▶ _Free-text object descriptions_
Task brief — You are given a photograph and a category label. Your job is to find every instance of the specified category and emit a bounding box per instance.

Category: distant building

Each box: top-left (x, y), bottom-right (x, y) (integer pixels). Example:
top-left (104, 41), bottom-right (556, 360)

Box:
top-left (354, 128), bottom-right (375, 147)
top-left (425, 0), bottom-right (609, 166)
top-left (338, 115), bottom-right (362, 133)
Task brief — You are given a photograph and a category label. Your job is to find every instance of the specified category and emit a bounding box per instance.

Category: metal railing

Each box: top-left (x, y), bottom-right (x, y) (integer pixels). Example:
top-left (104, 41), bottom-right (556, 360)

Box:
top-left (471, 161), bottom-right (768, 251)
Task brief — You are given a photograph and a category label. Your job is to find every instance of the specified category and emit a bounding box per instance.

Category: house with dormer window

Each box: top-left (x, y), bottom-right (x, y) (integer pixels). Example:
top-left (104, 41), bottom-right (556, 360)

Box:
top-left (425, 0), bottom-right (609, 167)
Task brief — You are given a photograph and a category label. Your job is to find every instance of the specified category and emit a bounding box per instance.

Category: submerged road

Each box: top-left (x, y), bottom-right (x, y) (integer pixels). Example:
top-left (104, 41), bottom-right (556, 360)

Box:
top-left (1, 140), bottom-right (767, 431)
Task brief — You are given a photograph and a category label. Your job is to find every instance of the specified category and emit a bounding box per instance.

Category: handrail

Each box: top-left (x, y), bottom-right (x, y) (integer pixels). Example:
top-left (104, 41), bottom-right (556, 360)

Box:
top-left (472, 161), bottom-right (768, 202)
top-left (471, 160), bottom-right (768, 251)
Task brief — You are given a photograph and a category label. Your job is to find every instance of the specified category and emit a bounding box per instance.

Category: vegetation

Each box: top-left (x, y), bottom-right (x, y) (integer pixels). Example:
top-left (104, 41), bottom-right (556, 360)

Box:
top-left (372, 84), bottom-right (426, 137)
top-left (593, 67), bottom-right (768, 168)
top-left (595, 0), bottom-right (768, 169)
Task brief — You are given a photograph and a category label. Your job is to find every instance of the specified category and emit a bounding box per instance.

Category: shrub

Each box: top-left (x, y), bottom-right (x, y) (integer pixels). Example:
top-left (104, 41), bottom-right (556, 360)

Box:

▶ _Exercise_
Set every record down again exactly as written.

▶ _Solved problem_
Task brief — You are given a photograph and a category label. Your job is to find every instance of the specified category and emit a bounding box per instance.

Category: distant building

Each box: top-left (x, y), bottom-right (x, y) (integer pixels). Example:
top-left (104, 41), bottom-right (556, 360)

Box:
top-left (354, 128), bottom-right (375, 147)
top-left (425, 0), bottom-right (609, 166)
top-left (338, 115), bottom-right (362, 133)
Task brief — You are given a photograph and a category label. Your job is to find every instance of the specified category and emit a bounding box per instance.

Category: metal railing

Each box: top-left (x, y), bottom-right (x, y) (integer pixels). Example:
top-left (104, 41), bottom-right (556, 360)

Box:
top-left (471, 161), bottom-right (768, 251)
Task brief — You are given a photograph and a category label. Your job is to find every instance of the specified category and emit a bounding box per instance.

Category: house with dormer window

Each box: top-left (x, y), bottom-right (x, y) (integer pixels). Example:
top-left (104, 41), bottom-right (556, 360)

Box:
top-left (425, 0), bottom-right (609, 167)
Task brief — You are given a photograph and a category label. Your job is to find every instance of the specified category and emit a bounding box per instance.

Category: submerged road

Each box: top-left (x, y), bottom-right (x, y) (integer pixels). Example:
top-left (104, 41), bottom-right (556, 360)

Box:
top-left (1, 140), bottom-right (767, 431)
Task brief — You are given a photograph and a category label. Your job is to find every instance of the specified category and emit a bounding box per instance.

Category: handrail

Each box: top-left (x, y), bottom-right (x, y) (integer pixels). Example:
top-left (104, 41), bottom-right (556, 360)

Box:
top-left (472, 161), bottom-right (768, 202)
top-left (471, 160), bottom-right (768, 251)
Task brief — You are given a photograph and a category label. Your job is to find every instance of the specified category and emit a bounding box per instance.

Category: vegetation

Each box: top-left (x, y), bottom-right (x, y) (integer pixels). Example:
top-left (104, 41), bottom-right (556, 360)

Box:
top-left (372, 84), bottom-right (426, 137)
top-left (593, 67), bottom-right (768, 168)
top-left (595, 0), bottom-right (768, 169)
Task brief — You are given a photograph and a category label. Your job is to find every instance of the specified category and emit a bounding box per instance.

Category: shrub

Each box: top-left (x, y), bottom-right (x, y) (integer pixels). Example:
top-left (104, 41), bottom-right (556, 360)

Box:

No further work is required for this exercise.